### MATERIAL SHOWN
========================

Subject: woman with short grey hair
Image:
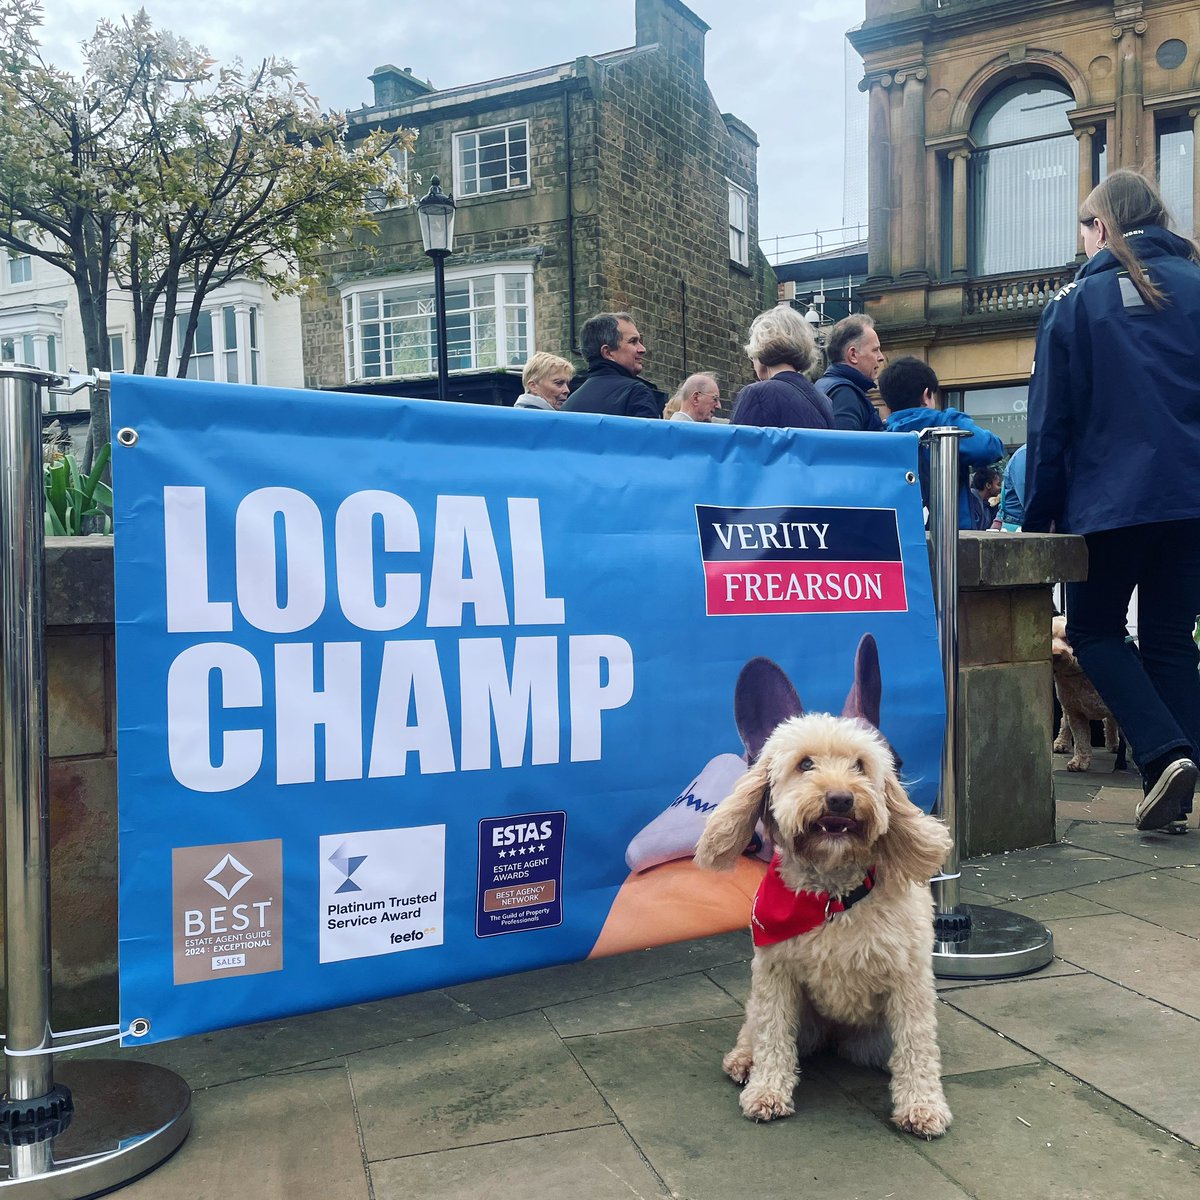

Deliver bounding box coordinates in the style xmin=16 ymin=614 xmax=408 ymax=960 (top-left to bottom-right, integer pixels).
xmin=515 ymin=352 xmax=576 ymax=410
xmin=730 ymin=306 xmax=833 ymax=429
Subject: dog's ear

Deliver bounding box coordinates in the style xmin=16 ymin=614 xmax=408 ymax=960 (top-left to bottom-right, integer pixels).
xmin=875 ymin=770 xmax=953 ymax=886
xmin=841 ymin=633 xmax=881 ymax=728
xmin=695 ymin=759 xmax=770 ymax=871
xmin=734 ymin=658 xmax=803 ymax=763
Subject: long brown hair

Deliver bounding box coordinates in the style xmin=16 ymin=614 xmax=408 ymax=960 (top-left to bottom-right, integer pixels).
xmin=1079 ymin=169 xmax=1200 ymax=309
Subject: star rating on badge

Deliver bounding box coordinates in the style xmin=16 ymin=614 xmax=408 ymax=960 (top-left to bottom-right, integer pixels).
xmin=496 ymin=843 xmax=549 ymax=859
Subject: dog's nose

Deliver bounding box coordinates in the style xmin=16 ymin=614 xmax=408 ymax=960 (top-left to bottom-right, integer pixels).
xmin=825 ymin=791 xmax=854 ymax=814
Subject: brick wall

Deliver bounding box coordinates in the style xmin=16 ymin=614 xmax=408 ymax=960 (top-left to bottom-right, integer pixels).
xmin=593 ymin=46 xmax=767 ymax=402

========================

### TASK INSTRUCTIONS
A copy of each line in the data above that holds the string "hair" is needed.

### RESPONSE TO THIS TASK
Subject: woman with short grey hair
Subject: long brown hair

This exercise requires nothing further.